[START]

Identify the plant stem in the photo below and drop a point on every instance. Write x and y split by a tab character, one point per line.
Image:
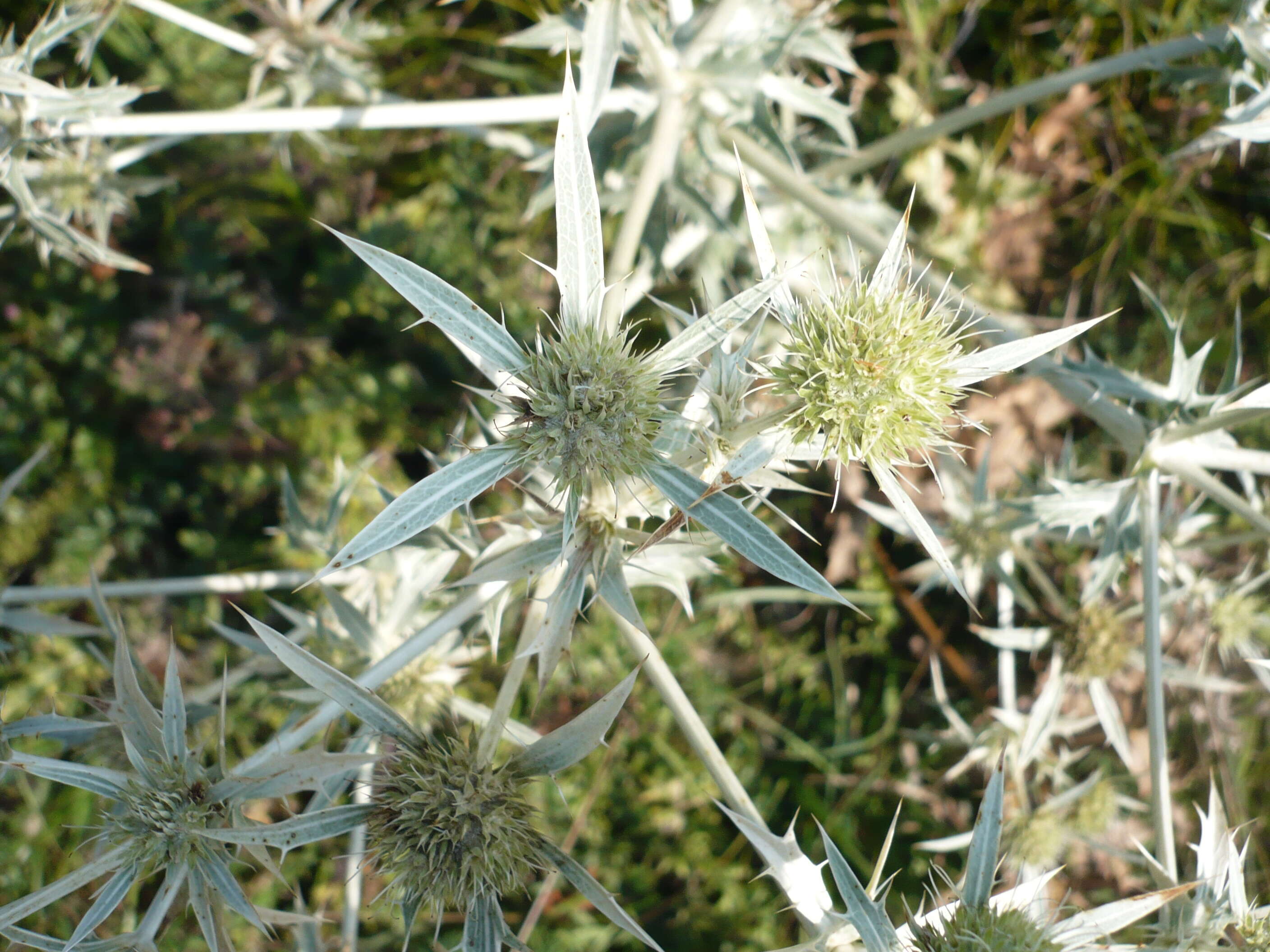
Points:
207	30
226	584
658	165
515	677
1006	676
690	721
1161	795
375	676
508	111
1142	59
356	852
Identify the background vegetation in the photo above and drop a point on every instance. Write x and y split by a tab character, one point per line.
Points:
173	403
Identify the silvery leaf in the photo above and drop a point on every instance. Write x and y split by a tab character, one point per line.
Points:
601	44
598	897
424	503
981	365
794	873
568	744
804	101
68	730
201	902
106	903
517	563
33	902
136	716
875	929
346	692
216	873
287	774
581	248
553	635
741	530
887	273
1094	926
911	514
352	620
981	865
461	320
98	780
713	328
296	831
612	588
483	926
28	621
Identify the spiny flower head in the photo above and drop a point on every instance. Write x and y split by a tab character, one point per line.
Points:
591	409
1238	617
1038	839
874	371
158	818
985	929
1096	810
1255	932
451	831
1096	644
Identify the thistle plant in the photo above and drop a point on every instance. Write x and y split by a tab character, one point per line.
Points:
172	813
454	831
872	374
1008	922
583	419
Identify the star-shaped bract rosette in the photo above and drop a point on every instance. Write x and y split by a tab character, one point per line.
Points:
584	410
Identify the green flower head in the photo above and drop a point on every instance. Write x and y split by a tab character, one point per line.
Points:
1096	645
591	408
985	929
873	371
450	831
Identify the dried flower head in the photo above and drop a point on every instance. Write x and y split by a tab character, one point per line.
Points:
591	408
985	929
158	819
451	831
1239	617
1038	839
1096	644
874	371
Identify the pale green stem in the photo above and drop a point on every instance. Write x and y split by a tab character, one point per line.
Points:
226	584
1006	676
1143	59
1161	794
375	676
493	730
207	30
658	167
355	884
690	721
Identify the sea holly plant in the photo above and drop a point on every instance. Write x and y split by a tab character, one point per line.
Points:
755	64
582	416
872	372
1012	921
172	813
454	831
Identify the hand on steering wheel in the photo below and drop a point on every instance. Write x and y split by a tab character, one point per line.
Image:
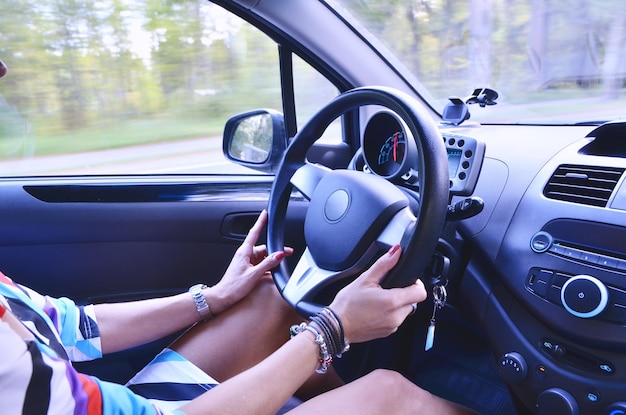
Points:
355	216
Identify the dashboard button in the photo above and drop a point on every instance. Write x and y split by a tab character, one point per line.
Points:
584	296
541	242
606	261
589	257
617	408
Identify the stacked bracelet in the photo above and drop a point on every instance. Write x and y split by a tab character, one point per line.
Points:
329	336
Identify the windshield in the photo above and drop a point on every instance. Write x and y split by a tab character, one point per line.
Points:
550	61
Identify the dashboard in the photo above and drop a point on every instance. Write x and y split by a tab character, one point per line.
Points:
549	278
547	271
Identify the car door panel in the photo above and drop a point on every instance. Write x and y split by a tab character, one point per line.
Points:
114	239
118	239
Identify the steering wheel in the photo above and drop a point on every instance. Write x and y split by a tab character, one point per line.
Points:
353	217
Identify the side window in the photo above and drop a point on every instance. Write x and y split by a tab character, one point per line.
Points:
137	91
312	92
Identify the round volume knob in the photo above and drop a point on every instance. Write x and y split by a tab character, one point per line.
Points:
584	296
557	401
513	368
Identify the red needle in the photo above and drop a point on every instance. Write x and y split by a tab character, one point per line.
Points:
395	147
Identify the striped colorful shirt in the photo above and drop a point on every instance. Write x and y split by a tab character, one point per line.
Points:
39	338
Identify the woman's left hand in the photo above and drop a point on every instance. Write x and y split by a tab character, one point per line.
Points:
249	265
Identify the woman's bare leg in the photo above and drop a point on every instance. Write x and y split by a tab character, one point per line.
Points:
379	392
244	335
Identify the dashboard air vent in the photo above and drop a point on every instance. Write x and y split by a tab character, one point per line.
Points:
587	185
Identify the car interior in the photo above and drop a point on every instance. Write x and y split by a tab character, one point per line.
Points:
518	230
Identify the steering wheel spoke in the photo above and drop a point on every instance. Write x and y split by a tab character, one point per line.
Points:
306	178
396	230
307	279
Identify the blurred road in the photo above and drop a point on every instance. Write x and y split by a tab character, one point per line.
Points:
202	155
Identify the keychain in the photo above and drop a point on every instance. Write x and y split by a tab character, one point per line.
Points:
440	296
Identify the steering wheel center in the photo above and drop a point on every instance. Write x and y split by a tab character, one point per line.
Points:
337	205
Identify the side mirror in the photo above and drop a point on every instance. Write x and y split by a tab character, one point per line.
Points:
256	139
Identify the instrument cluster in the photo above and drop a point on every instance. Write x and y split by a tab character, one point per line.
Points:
389	150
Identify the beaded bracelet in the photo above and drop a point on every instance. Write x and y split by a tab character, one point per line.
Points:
325	357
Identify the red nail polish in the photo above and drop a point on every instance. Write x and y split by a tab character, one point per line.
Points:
394	249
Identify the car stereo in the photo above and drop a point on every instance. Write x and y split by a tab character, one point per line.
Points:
465	158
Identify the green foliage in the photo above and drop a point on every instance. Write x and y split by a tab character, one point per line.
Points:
80	70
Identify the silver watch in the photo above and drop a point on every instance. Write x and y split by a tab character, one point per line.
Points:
201	305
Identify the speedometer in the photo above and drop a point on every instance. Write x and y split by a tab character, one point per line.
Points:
386	147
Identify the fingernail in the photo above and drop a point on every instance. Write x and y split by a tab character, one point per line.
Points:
394	249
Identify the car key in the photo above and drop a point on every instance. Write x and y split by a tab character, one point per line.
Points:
440	296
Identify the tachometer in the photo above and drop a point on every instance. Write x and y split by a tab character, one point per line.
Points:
386	147
391	153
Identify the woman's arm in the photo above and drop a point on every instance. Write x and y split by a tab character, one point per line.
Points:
369	311
125	325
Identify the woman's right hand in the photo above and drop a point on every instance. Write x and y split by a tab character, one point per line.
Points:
367	311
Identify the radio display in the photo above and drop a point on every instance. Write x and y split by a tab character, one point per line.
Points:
454	159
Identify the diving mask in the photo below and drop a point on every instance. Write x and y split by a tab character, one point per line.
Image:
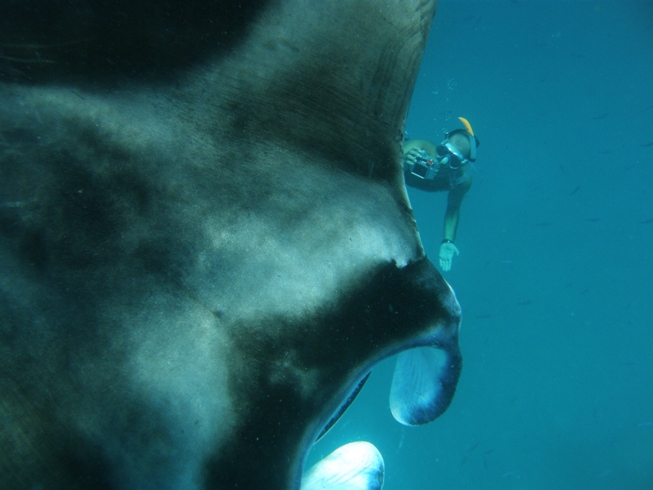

[END]

## [WHAT YOU ARE ASKED TO DO]
Count how many lines of the records above contain the string "side". Give only the number.

## [CORRECT RESULT]
2